··· Brano proposto
Il progetto applica il principio della tipologia, nato nel XVII e XVIII secolo in botanica per classificare e studiare le piante, sviluppato dalla fotografia dall’inizio del Novecento e affermatosi in quella tedesca nel corso del XX secolo. Paradossalmente il principio formale proposto permette di stabilire analogie inaspettate tra artisti tedeschi di diverse generazioni e al contempo rivelare i singoli approcci alla fotografia.

La mostra raccoglie fotografie di autori tedeschi del secolo scorso. Alcune immagini mi hanno lasciato del tutto indifferente: piatte, fredde, inutili, nessun guizzo. Altre, invece, mi hanno colpito con forza. È quella sensazione tipica di quando passi dieci minuti a guardare qualcosa che non ti dice nulla, poi ti volti e una foto ti aggancia come se ti stesse aspettando.

Conoscevo già August Sander. I suoi ritratti sono sempre solidi, fantastici per certi versi, ma sapevo cosa aspettarmi. Nessuna sorpresa. Stesso discorso per Bernd e Hilla Becher: catalogazione rigorosa, geometrie industriali, tutto perfetto, tutto già visto. Interessante, certo, ma ormai prevedibile come il finale di un film già spoilerato. Poi è arrivato Andreas Gursky, con la sua celebre 99 Cent. All’inizio non l’ho nemmeno riconosciuta, colpa mia. Quando ho realizzato cos’era, mi sono fermato. L’immagine, dal vivo, è quasi allucinante: iperreale, simmetrica, piena di dettagli che non finiscono mai. E poi il prezzo della stampa: oltre 3 milioni di euro. Sarà anche arte concettuale, ma sapere che sto guardando qualcosa che vale più di quanto io posso anche solo immaginare rende l’esperienza decisamente… interessante.
······
··· Materiale fornito
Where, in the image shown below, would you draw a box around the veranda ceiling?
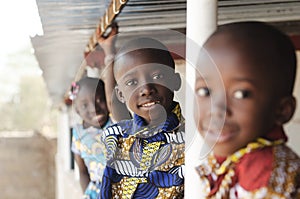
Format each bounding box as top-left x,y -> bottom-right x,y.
31,0 -> 300,105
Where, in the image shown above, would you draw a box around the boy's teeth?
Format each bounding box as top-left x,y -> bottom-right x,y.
142,102 -> 156,107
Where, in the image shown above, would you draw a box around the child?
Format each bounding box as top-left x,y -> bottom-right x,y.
195,22 -> 300,199
99,38 -> 184,199
72,77 -> 112,199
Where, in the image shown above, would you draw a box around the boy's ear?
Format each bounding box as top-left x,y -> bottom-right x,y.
115,86 -> 125,103
172,73 -> 181,91
276,96 -> 296,125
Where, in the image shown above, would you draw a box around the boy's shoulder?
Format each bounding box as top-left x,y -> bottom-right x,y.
104,119 -> 133,137
236,145 -> 300,192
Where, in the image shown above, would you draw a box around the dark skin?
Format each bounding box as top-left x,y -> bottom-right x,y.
74,82 -> 108,191
98,24 -> 131,121
114,50 -> 181,125
195,22 -> 296,157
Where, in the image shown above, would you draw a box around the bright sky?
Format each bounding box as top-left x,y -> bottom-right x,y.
0,0 -> 43,102
0,0 -> 43,55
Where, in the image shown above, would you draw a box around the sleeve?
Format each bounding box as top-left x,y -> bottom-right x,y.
103,125 -> 123,161
98,166 -> 122,199
148,165 -> 184,187
71,126 -> 81,155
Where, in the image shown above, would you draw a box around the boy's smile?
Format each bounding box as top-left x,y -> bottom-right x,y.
115,50 -> 178,124
195,39 -> 278,156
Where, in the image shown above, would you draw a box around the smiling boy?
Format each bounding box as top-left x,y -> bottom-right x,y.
195,22 -> 300,198
99,38 -> 184,199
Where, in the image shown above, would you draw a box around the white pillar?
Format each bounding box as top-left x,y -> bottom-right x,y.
56,105 -> 71,199
185,0 -> 217,199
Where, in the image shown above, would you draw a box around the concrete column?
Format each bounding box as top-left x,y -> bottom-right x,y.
185,0 -> 217,198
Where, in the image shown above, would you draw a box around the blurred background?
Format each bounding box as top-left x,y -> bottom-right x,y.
0,0 -> 300,199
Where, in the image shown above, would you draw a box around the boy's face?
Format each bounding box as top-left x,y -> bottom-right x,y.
195,41 -> 277,156
75,87 -> 108,128
115,53 -> 180,124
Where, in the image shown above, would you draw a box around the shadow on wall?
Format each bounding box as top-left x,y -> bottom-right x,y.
0,133 -> 56,199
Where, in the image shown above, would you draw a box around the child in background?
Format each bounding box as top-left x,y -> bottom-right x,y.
98,38 -> 184,199
72,77 -> 112,199
195,22 -> 300,199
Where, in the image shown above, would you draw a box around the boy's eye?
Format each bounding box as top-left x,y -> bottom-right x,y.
233,90 -> 251,99
152,74 -> 164,79
82,104 -> 87,109
125,79 -> 137,86
196,87 -> 210,97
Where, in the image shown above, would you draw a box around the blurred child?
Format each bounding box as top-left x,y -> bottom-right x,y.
99,38 -> 184,199
195,22 -> 300,199
72,77 -> 112,199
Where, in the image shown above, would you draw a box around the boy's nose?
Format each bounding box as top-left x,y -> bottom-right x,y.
211,95 -> 228,117
140,84 -> 154,96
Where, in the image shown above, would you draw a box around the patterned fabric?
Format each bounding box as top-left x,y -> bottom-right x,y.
197,128 -> 300,199
71,119 -> 112,199
98,102 -> 185,199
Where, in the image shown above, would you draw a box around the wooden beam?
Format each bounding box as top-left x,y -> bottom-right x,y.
84,0 -> 128,54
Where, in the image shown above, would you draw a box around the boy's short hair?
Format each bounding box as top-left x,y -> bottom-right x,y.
204,21 -> 297,95
77,77 -> 105,95
115,37 -> 175,72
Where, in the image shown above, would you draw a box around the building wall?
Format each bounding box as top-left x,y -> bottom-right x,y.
0,134 -> 56,199
285,51 -> 300,156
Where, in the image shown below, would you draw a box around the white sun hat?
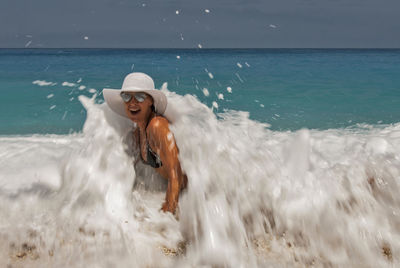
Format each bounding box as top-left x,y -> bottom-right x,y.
103,73 -> 168,119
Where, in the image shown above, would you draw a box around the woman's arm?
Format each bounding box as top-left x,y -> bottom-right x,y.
147,116 -> 187,213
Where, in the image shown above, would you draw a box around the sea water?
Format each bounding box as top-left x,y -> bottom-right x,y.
0,50 -> 400,267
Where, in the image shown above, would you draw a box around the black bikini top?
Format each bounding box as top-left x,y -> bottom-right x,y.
144,144 -> 162,168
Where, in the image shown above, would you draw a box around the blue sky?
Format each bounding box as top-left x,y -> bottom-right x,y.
0,0 -> 400,48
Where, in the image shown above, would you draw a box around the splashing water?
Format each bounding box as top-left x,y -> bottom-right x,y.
0,88 -> 400,267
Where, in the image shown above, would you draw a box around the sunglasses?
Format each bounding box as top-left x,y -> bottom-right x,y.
119,92 -> 147,103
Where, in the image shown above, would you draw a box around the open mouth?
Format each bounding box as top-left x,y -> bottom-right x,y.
129,107 -> 140,115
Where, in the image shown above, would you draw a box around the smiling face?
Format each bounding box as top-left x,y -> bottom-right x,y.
121,92 -> 153,124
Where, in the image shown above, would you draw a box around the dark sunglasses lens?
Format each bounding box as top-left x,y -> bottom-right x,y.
135,93 -> 146,102
120,92 -> 132,102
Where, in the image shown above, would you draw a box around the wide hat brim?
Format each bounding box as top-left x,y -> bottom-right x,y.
103,87 -> 167,117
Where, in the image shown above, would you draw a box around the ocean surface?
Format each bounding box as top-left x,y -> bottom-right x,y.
0,49 -> 400,135
0,49 -> 400,267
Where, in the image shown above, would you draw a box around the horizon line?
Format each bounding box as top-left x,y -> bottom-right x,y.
0,47 -> 400,50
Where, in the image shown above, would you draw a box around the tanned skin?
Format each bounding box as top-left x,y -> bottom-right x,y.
125,93 -> 187,213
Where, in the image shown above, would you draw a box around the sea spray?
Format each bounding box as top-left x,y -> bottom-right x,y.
0,90 -> 400,267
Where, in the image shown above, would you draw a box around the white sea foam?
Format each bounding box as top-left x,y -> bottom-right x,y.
61,82 -> 76,87
0,89 -> 400,267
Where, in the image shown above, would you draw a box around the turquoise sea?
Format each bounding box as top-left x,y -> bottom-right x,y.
0,49 -> 400,267
0,49 -> 400,135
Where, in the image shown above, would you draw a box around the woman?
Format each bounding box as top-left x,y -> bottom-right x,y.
103,73 -> 187,213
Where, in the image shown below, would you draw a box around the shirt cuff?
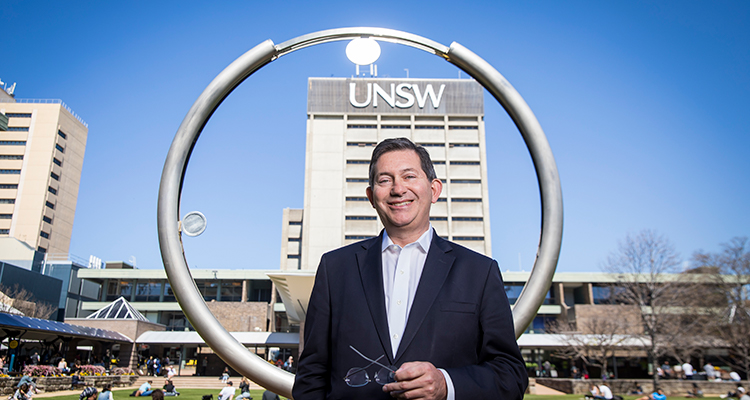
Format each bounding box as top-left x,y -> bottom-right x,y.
438,368 -> 456,400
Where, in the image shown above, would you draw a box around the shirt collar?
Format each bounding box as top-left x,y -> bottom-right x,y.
380,222 -> 432,254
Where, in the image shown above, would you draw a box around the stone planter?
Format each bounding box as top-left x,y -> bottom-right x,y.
0,375 -> 138,395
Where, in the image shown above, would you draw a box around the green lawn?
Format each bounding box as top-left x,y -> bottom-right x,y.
44,388 -> 286,400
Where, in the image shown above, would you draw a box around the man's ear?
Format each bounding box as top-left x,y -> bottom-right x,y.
365,186 -> 375,208
430,179 -> 443,204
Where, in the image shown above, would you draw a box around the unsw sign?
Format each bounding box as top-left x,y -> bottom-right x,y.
349,82 -> 445,108
307,78 -> 484,116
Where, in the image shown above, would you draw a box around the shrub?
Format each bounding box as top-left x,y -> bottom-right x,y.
23,365 -> 61,376
112,367 -> 135,375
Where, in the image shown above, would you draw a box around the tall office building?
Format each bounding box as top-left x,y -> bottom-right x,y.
281,78 -> 492,271
0,90 -> 88,254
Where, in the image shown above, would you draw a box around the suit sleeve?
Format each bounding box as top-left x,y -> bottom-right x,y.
292,255 -> 331,400
446,260 -> 529,400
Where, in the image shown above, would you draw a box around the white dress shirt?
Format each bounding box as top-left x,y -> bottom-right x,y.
381,224 -> 455,400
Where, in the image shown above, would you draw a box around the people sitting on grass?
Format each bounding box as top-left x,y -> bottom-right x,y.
96,383 -> 114,400
234,376 -> 253,400
70,371 -> 86,389
162,379 -> 180,396
685,382 -> 703,399
78,386 -> 99,400
219,381 -> 237,400
636,387 -> 667,400
135,381 -> 153,397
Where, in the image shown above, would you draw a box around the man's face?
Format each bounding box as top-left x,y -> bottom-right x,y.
367,150 -> 443,239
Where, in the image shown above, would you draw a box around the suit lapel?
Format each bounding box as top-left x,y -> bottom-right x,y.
396,231 -> 456,365
352,233 -> 393,362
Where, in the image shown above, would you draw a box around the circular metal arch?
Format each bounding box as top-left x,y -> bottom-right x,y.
157,28 -> 563,398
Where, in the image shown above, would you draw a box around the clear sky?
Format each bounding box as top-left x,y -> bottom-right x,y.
0,0 -> 750,272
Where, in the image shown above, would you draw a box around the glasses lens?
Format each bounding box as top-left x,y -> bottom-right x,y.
375,367 -> 396,385
344,368 -> 370,387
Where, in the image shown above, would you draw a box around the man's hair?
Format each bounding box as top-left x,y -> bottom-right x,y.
370,138 -> 437,187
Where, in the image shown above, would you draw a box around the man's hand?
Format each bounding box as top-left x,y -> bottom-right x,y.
383,362 -> 448,400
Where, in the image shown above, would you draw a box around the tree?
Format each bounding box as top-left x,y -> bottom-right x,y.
693,237 -> 750,376
603,230 -> 689,385
547,306 -> 632,376
0,284 -> 57,319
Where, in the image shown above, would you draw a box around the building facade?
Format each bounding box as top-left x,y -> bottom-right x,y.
281,78 -> 492,271
0,91 -> 88,254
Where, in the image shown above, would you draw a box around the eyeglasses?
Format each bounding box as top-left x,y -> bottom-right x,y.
344,346 -> 396,387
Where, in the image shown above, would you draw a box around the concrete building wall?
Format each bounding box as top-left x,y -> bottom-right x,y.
0,101 -> 88,253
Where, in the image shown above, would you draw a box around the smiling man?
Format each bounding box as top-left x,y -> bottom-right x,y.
293,138 -> 528,400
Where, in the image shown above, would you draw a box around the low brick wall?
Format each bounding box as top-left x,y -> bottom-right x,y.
0,375 -> 138,394
536,378 -> 750,396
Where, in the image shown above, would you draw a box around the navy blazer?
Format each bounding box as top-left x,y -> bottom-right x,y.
292,232 -> 528,400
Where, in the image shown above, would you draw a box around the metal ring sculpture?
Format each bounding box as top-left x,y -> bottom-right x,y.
158,28 -> 563,398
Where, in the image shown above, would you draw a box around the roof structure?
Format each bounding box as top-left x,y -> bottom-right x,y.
86,296 -> 151,322
0,313 -> 133,343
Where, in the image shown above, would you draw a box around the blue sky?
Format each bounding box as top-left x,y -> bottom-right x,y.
0,0 -> 750,272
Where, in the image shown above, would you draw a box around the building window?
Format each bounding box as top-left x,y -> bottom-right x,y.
106,280 -> 133,301
380,125 -> 411,129
346,235 -> 373,240
453,236 -> 484,241
221,281 -> 242,301
195,281 -> 219,301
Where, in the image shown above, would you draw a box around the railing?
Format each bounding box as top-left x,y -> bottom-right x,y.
0,98 -> 89,128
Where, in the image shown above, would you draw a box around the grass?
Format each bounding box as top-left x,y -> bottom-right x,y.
44,388 -> 286,400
······
(Problema proposto 1) Indica se ciascuna affermazione concorda con il brano sulla mostra di fotografia tedesca, rispondendo sì o no e citando fedelmente le parole decisive: (a) il principio della tipologia è nato in botanica; (b) i ritratti di August Sander hanno sorpreso chi scrive; (c) la stampa di 99 Cent vale meno di un milione di euro.
(Problema proposto 2) Ricopia fedelmente dal brano sulla mostra di fotografia tedesca il tratto che comincia con "Il progetto applica" e finisce con "approcci alla fotografia.".

(Risultato corretto 1)
(a) Sì: «nato nel XVII e XVIII secolo in botanica per classificare e studiare le piante».
(b) No: «sapevo cosa aspettarmi. Nessuna sorpresa.»
(c) No: «E poi il prezzo della stampa: oltre 3 milioni di euro.»

(Risultato corretto 2)
Il progetto applica il principio della tipologia, nato nel XVII e XVIII secolo in botanica per classificare e studiare le piante, sviluppato dalla fotografia dall’inizio del Novecento e affermatosi in quella tedesca nel corso del XX secolo. Paradossalmente il principio formale proposto permette di stabilire analogie inaspettate tra artisti tedeschi di diverse generazioni e al contempo rivelare i singoli approcci alla fotografia.